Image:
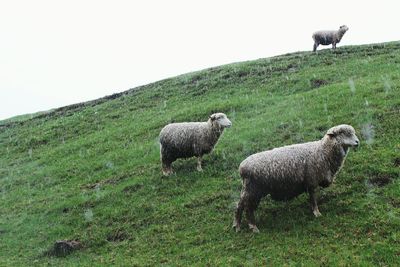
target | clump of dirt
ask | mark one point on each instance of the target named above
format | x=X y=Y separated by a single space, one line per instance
x=318 y=83
x=380 y=180
x=117 y=236
x=132 y=188
x=396 y=162
x=62 y=248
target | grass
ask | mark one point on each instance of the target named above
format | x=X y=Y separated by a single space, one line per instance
x=91 y=171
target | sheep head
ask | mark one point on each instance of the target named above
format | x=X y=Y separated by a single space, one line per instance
x=343 y=28
x=221 y=120
x=345 y=135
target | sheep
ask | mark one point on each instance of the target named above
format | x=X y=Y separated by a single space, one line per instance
x=329 y=37
x=288 y=171
x=188 y=139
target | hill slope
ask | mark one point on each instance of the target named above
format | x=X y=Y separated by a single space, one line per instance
x=91 y=171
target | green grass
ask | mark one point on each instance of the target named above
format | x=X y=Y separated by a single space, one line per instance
x=91 y=172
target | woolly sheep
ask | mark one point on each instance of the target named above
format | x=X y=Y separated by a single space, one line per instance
x=288 y=171
x=188 y=139
x=329 y=37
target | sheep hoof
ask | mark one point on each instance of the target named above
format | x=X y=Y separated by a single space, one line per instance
x=167 y=172
x=236 y=226
x=254 y=228
x=317 y=213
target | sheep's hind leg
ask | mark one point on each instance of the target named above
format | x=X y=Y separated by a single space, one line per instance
x=199 y=168
x=251 y=207
x=239 y=210
x=313 y=202
x=166 y=167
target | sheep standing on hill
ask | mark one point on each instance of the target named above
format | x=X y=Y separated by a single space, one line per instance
x=188 y=139
x=288 y=171
x=329 y=37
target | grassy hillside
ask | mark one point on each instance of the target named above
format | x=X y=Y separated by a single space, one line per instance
x=91 y=171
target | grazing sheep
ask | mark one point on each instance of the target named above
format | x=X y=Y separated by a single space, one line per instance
x=288 y=171
x=188 y=139
x=329 y=37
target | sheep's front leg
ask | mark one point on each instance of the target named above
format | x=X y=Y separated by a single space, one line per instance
x=315 y=47
x=199 y=168
x=313 y=202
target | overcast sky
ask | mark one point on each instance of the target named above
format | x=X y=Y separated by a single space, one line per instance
x=54 y=53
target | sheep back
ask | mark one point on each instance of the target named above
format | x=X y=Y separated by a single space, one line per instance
x=325 y=37
x=283 y=172
x=184 y=140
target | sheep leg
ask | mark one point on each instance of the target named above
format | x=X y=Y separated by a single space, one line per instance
x=199 y=168
x=251 y=207
x=239 y=210
x=166 y=169
x=313 y=202
x=315 y=47
x=166 y=166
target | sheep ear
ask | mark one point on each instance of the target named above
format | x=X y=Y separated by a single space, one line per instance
x=331 y=132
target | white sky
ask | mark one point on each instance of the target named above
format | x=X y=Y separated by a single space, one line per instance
x=54 y=53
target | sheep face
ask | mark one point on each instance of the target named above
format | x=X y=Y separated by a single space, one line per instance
x=221 y=119
x=344 y=28
x=345 y=135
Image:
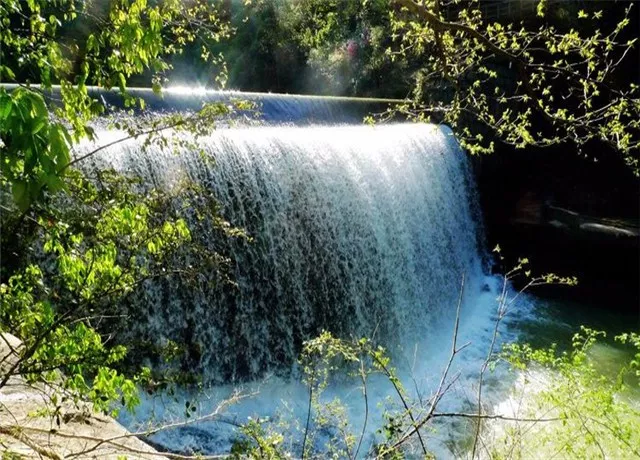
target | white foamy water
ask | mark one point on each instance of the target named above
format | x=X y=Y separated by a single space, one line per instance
x=357 y=230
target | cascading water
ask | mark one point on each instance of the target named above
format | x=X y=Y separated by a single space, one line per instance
x=359 y=230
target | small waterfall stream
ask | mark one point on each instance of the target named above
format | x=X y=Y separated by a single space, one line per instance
x=361 y=231
x=358 y=230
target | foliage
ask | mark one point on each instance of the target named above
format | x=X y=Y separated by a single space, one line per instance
x=75 y=247
x=96 y=243
x=596 y=416
x=563 y=76
x=120 y=39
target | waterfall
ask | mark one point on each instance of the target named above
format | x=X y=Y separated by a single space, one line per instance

● PROBLEM DESCRIPTION: Starting with the line that contains "target | cascading water" and going on through the end of the listing, write those lines out again, requests included, and move every answer point by adding 14 to both its x and y coordinates.

● OUTPUT FOR THIS TASK:
target | cascading water
ask | mark one point on each instance of the target named above
format | x=X y=Y separated by a single space, one line per instance
x=373 y=244
target | small waterfall stream
ask | mark one point on each instance of the target named above
format | x=X y=Y separated by a single space, one line per instance
x=375 y=245
x=372 y=244
target | foliage
ask | mark one point on each instance of the target named above
format | x=X y=Y separated by a single space, one line per instance
x=89 y=261
x=110 y=257
x=610 y=430
x=577 y=90
x=134 y=53
target | waterfall
ask | mark one point on each instance of the target named above
format | x=X y=Y separated by a single space, one line per instance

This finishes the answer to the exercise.